- [The task]:
Quote the entries that follow exactly, leaving none out.

[BEGIN Recorded data]

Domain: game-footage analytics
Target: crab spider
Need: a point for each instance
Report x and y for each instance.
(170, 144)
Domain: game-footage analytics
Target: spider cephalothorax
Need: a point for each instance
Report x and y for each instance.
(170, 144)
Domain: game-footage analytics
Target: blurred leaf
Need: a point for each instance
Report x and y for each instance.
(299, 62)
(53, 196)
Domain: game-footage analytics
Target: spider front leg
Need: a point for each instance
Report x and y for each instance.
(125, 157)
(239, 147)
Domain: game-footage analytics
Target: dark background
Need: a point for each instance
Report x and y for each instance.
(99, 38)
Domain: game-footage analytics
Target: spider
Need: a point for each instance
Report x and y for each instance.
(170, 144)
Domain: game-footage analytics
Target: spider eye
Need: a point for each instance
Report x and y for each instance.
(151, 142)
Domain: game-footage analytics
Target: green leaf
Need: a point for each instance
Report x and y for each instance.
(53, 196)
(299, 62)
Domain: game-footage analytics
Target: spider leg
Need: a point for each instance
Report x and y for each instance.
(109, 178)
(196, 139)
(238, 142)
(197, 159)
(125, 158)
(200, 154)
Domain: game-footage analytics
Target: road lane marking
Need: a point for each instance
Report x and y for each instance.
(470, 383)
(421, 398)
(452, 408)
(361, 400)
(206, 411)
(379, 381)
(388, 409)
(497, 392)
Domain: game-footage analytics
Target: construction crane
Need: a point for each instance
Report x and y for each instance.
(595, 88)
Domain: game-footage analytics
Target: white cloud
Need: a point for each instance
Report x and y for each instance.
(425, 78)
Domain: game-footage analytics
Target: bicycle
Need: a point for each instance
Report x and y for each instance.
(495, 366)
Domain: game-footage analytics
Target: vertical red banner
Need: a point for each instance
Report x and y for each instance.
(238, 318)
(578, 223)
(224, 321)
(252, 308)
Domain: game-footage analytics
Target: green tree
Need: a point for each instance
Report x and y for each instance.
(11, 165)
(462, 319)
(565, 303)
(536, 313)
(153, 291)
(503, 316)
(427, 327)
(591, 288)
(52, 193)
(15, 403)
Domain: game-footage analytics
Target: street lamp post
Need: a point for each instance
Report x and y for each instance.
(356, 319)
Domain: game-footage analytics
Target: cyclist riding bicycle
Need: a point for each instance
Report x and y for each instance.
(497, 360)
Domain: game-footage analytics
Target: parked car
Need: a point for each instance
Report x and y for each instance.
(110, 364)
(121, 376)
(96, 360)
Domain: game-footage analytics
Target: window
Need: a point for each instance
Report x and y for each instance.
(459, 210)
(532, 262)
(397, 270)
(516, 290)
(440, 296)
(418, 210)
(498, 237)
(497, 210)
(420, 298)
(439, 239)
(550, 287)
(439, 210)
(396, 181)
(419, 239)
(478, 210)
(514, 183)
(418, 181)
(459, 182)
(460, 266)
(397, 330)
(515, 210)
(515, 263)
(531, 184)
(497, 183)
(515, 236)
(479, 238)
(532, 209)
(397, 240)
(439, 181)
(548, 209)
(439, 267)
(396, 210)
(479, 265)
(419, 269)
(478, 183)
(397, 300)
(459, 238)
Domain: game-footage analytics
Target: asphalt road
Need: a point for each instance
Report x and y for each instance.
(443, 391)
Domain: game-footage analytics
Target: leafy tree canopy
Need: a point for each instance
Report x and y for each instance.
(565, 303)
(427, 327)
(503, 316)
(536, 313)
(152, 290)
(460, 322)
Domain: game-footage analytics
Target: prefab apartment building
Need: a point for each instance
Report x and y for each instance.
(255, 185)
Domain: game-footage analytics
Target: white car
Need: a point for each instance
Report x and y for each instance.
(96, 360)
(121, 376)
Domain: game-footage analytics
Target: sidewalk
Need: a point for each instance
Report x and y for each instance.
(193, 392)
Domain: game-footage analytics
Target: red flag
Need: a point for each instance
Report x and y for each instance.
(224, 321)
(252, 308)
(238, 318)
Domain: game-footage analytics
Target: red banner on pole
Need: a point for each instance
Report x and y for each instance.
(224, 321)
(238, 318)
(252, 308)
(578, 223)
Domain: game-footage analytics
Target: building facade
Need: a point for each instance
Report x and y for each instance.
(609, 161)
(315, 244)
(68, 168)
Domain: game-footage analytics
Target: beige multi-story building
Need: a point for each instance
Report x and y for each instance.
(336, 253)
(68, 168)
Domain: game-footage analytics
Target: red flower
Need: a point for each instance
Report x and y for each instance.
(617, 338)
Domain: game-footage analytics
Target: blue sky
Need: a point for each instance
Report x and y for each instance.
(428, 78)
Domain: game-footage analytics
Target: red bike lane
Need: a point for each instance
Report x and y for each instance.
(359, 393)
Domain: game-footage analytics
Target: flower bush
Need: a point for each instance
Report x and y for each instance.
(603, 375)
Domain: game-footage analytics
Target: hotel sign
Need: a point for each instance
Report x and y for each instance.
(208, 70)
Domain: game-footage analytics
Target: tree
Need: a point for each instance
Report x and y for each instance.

[END Recorded data]

- [The output]:
Domain: game-footage analytics
Target: crab spider
Need: a point for each instance
Report x and y for each instance.
(170, 144)
Domain: game-footage analytics
Target: spider cephalothorax
Need: a point for each instance
Report x and y for each instance.
(170, 144)
Domain: game-footage analytics
Target: blurred leaf
Need: a point for each instance
Report x and y for each instance.
(299, 62)
(53, 196)
Domain: game-footage analytics
Target: spider front leg
Need: a point for each instance
Report x and y for each instance.
(125, 157)
(239, 147)
Domain: game-footage analytics
Target: dark background
Need: a point for each instance
Report x and y for each instance.
(99, 38)
Domain: game-footage analytics
Target: spider
Need: a point for each instance
Report x and y for each instance.
(170, 144)
Domain: game-footage analytics
Target: spider eye
Need: a point for each instance
Report x and y for each instance.
(151, 142)
Domain: game-footage analytics
Target: green leaf
Need: a point for each instance
Report x and y for each instance.
(53, 196)
(299, 62)
Domain: game-footage analytics
Target: spider leg
Need: a point for each instance
Report x and y for each instance.
(109, 178)
(196, 139)
(238, 142)
(197, 159)
(125, 158)
(200, 154)
Domain: game-footage analytics
Target: road lane marking
Need: a point for each instance
Report x and y for each instance.
(470, 383)
(421, 398)
(452, 408)
(361, 400)
(206, 411)
(379, 381)
(388, 409)
(497, 392)
Domain: game-footage analytics
Target: construction crane
Need: a point for each instance
Report x and y for each instance.
(595, 88)
Domain: game-footage analytics
Target: white cloud
Need: a point for each instance
Report x and y for each instance.
(425, 78)
Domain: game-footage analytics
Target: bicycle
Need: a point for each instance
Report x and y for each instance.
(495, 366)
Domain: game-footage analytics
Target: vertical red banner
Need: a point for each instance
Report x and y for each instance.
(238, 318)
(578, 223)
(224, 321)
(252, 308)
Domain: game-footage analytics
Target: green tree
Need: a point for each instance
Report x and y for each instance.
(11, 165)
(462, 319)
(565, 303)
(536, 313)
(153, 291)
(503, 316)
(427, 327)
(591, 288)
(52, 193)
(15, 403)
Domain: game-footage analytics
Target: street lamp post
Need: a point for each instance
Report x and y for each instance.
(356, 319)
Domain: game-footage analytics
Target: cyclist riding bicycle
Need: a point for each instance
Report x and y for each instance.
(497, 360)
Domain: game-footage analytics
Target: parked car
Need: a point for each instance
Report x and y for each instance.
(110, 364)
(121, 376)
(96, 360)
Domain: game-footage analytics
Target: window
Need: a point for each instance
Report x and y for each instance.
(459, 210)
(532, 262)
(397, 270)
(516, 290)
(440, 296)
(418, 210)
(498, 237)
(497, 210)
(420, 298)
(439, 239)
(550, 287)
(439, 210)
(396, 181)
(419, 239)
(478, 210)
(514, 183)
(418, 181)
(459, 182)
(460, 266)
(397, 330)
(515, 210)
(515, 263)
(531, 184)
(497, 183)
(515, 236)
(479, 238)
(532, 209)
(397, 240)
(439, 181)
(548, 209)
(439, 267)
(396, 210)
(479, 265)
(419, 269)
(478, 183)
(397, 300)
(459, 238)
Domain: game-footage analytics
Target: asphalt road
Need: a point for each instance
Report x and y for each instance.
(443, 391)
Domain: game-footage analytics
Target: leafy tree canopy
Need: a point for each instance
Report x and y for each instance.
(565, 303)
(427, 327)
(503, 316)
(536, 313)
(152, 290)
(460, 322)
Domain: game-footage analytics
Target: prefab apartment building
Need: a point for each instance
Report x and y for each instance.
(255, 185)
Domain: game-footage analytics
Target: white car
Need: a point for each instance
Report x and y for each instance.
(96, 360)
(121, 376)
Domain: game-footage analytics
Target: sidewalk
Need: a point for each instance
Report x and y for each instance.
(193, 392)
Domain: game-footage analytics
Target: red flag
Need: a point for each instance
Report x and y for each instance.
(224, 321)
(252, 308)
(238, 318)
Domain: game-footage analytics
Target: red banner on pole
Need: a point for each instance
Report x and y for each instance.
(224, 321)
(238, 318)
(252, 308)
(578, 223)
Domain: game-footage analytics
Target: building facade
Need: a point for each instance
Report x and y for each instance.
(609, 161)
(315, 244)
(68, 168)
Domain: game-footage analytics
Target: beige multi-story building
Need: a point for each instance
Report x and y for each instance.
(336, 253)
(68, 168)
Domain: game-footage analytics
Target: red flower
Need: a point for each instance
Report x and y for each instance.
(617, 338)
Domain: game-footage analytics
Target: blue sky
Need: a point for each instance
Report x and y for each instance.
(428, 78)
Domain: game-footage analytics
Target: red bike lane
Need: a point for each instance
Report x and y for each instance.
(359, 393)
Domain: game-footage analytics
Target: flower bush
Need: a point for each instance
Report x and y for each instance.
(603, 375)
Domain: game-footage analytics
Target: hotel sign
Need: a point for each instance
Report x and y for each instance.
(208, 70)
Domain: game-footage analytics
Target: tree
Need: a point for each instance
Report x and y for each instance.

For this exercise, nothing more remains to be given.